===== INPUT FOR THIS TASK

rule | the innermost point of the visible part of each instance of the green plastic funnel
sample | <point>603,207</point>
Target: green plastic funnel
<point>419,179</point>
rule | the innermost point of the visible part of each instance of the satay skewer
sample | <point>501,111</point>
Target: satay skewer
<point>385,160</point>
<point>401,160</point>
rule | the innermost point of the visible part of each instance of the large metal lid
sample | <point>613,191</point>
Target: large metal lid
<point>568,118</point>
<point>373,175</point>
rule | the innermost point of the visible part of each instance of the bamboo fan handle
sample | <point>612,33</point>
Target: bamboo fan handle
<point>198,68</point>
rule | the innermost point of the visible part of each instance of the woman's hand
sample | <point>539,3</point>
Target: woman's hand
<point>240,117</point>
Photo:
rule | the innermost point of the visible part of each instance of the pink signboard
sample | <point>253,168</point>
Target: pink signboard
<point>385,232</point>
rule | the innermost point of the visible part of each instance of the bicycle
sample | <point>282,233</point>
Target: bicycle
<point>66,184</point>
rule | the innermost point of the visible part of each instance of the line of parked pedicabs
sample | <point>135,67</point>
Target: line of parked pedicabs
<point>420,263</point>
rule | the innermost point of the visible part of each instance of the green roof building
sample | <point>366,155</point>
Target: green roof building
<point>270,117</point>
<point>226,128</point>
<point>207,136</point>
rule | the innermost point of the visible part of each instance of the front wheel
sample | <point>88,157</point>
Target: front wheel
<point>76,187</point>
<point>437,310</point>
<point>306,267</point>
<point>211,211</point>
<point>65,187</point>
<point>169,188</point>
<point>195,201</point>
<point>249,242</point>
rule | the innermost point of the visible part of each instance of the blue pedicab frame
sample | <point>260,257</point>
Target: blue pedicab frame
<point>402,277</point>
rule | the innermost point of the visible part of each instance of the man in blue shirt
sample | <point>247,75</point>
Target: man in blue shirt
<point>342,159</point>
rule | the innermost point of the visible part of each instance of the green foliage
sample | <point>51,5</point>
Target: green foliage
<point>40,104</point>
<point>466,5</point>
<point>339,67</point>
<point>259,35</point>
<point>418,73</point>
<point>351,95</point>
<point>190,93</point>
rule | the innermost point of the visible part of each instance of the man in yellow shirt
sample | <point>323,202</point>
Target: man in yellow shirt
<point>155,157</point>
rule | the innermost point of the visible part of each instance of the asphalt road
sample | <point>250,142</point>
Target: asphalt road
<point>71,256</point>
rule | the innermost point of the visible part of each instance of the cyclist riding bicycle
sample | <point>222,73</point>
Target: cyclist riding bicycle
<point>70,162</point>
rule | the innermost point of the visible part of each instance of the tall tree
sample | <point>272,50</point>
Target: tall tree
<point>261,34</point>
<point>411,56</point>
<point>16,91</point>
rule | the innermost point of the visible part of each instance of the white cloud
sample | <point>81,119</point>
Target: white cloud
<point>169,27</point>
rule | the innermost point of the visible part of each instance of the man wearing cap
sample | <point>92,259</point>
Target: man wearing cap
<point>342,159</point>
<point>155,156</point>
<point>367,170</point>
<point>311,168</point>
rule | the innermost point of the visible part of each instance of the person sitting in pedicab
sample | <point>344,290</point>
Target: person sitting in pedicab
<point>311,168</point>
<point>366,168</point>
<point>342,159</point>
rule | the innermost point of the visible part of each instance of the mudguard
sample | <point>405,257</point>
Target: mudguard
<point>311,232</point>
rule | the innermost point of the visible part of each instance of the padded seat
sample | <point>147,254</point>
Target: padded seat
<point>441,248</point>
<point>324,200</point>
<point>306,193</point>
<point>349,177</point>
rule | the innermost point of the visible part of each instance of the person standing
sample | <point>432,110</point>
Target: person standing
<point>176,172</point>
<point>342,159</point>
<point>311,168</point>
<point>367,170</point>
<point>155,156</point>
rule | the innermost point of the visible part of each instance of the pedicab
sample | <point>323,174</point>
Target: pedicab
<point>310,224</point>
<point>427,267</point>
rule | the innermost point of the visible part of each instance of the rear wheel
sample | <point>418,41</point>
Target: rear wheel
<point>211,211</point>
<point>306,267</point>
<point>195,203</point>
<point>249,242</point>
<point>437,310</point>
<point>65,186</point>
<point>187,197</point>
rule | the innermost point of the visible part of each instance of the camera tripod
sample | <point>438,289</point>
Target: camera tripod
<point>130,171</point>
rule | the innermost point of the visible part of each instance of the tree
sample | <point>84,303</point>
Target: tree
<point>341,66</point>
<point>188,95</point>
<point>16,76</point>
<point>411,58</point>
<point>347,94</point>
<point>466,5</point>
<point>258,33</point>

==========

From the first line to the last, return the data exactly as written.

rule | the innermost point of the visible part of each instance of the green plastic funnel
sample | <point>603,207</point>
Target: green plastic funnel
<point>419,179</point>
rule | the innermost point of the visible part of each instance of the satay skewer
sample | <point>501,111</point>
Target: satay skewer
<point>385,160</point>
<point>401,160</point>
rule | the innermost point of the visible part of each instance of the large metal lid
sample | <point>613,191</point>
Target: large metal lid
<point>568,118</point>
<point>373,175</point>
rule | the innermost point of the visible part of each instance of the bamboo fan handle
sample | <point>612,33</point>
Target: bamboo fan handle
<point>198,68</point>
rule | the innermost point of the visible part of each instance of the woman's hand
sample | <point>539,3</point>
Target: woman's hand
<point>240,117</point>
Photo:
rule | the innermost point of the visible part of each instance of the pink signboard
sample | <point>253,168</point>
Target: pink signboard
<point>385,232</point>
rule | the innermost point of the visible part of each instance of the bicycle
sample | <point>282,233</point>
Target: bicycle
<point>66,184</point>
rule | the innermost point of the visible part of each instance of the line of parked pedicabs
sample | <point>135,67</point>
Target: line of parked pedicabs
<point>420,263</point>
rule | the innermost point of the visible part of each instance of the green roof building
sample | <point>366,155</point>
Target: green roof building
<point>270,117</point>
<point>226,128</point>
<point>207,136</point>
rule | the innermost point of the visible part of each instance of the front wheel
sample | <point>88,157</point>
Target: front wheel
<point>76,187</point>
<point>437,310</point>
<point>306,267</point>
<point>211,211</point>
<point>65,187</point>
<point>169,188</point>
<point>195,201</point>
<point>249,242</point>
rule | the innermost point of the visible part of each instance of the blue pedicab frame
sample | <point>260,257</point>
Target: blue pedicab frame
<point>402,277</point>
rule | the innermost point of the visible part of each instance of the man in blue shirt
sample | <point>247,75</point>
Target: man in blue shirt
<point>342,159</point>
rule | the innermost point of the visible part of each instance of the green foliage
sample | <point>51,5</point>
Target: green foliage
<point>40,104</point>
<point>466,5</point>
<point>339,67</point>
<point>259,35</point>
<point>418,73</point>
<point>351,95</point>
<point>190,93</point>
rule | the innermost point of the visible part of each instance of the man in yellow shirt
sample | <point>323,202</point>
Target: man in yellow shirt
<point>155,157</point>
rule | the innermost point of the visible part of each instance of the asphalt road
sample | <point>250,142</point>
Target: asphalt road
<point>71,256</point>
rule | the innermost point of the visible part of each instance of the cyclist riding bicycle
sample | <point>222,73</point>
Target: cyclist riding bicycle
<point>70,162</point>
rule | the innermost point of the visible part of each instance of the tall tree
sample | <point>272,50</point>
Target: tall tree
<point>261,34</point>
<point>411,56</point>
<point>16,91</point>
rule | the innermost point of the visible part of each instance of the white cloud
sample | <point>81,119</point>
Target: white cloud
<point>169,27</point>
rule | the innermost point of the visible part of each instance of the man wearing cap
sample | <point>92,259</point>
Target: man wearing cap
<point>342,159</point>
<point>155,156</point>
<point>367,170</point>
<point>311,168</point>
rule | the innermost point of the visible part of each instance of the person sitting in pedicab
sample | <point>344,290</point>
Target: person sitting in pedicab
<point>311,168</point>
<point>366,168</point>
<point>342,159</point>
rule | the innermost point of the visible part of each instance of the mudguard
sample | <point>405,257</point>
Target: mudguard
<point>311,232</point>
rule | the innermost point of the visible part of each instance of the padded seat
sample | <point>147,254</point>
Target: padded seat
<point>441,248</point>
<point>324,200</point>
<point>306,193</point>
<point>349,177</point>
rule | the innermost point of the visible part of each instance of the person standing
sample | <point>432,110</point>
Target: person standing
<point>176,172</point>
<point>342,159</point>
<point>311,168</point>
<point>367,170</point>
<point>155,156</point>
rule | the innermost point of the visible part of each instance of the pedicab
sample | <point>323,174</point>
Target: pedicab
<point>310,224</point>
<point>427,267</point>
rule | the innermost point of the visible part of each instance of the rear wheel
sample | <point>418,41</point>
Target: rear wheel
<point>211,211</point>
<point>306,267</point>
<point>195,203</point>
<point>249,242</point>
<point>437,310</point>
<point>65,186</point>
<point>187,197</point>
rule | the innermost point of the visible part of each instance of the camera tripod
sample | <point>438,289</point>
Target: camera tripod
<point>130,171</point>
rule | the innermost point of the visible part of each instance of the tree
sample | <point>84,303</point>
Target: tree
<point>341,66</point>
<point>188,95</point>
<point>16,76</point>
<point>411,58</point>
<point>347,94</point>
<point>466,5</point>
<point>258,33</point>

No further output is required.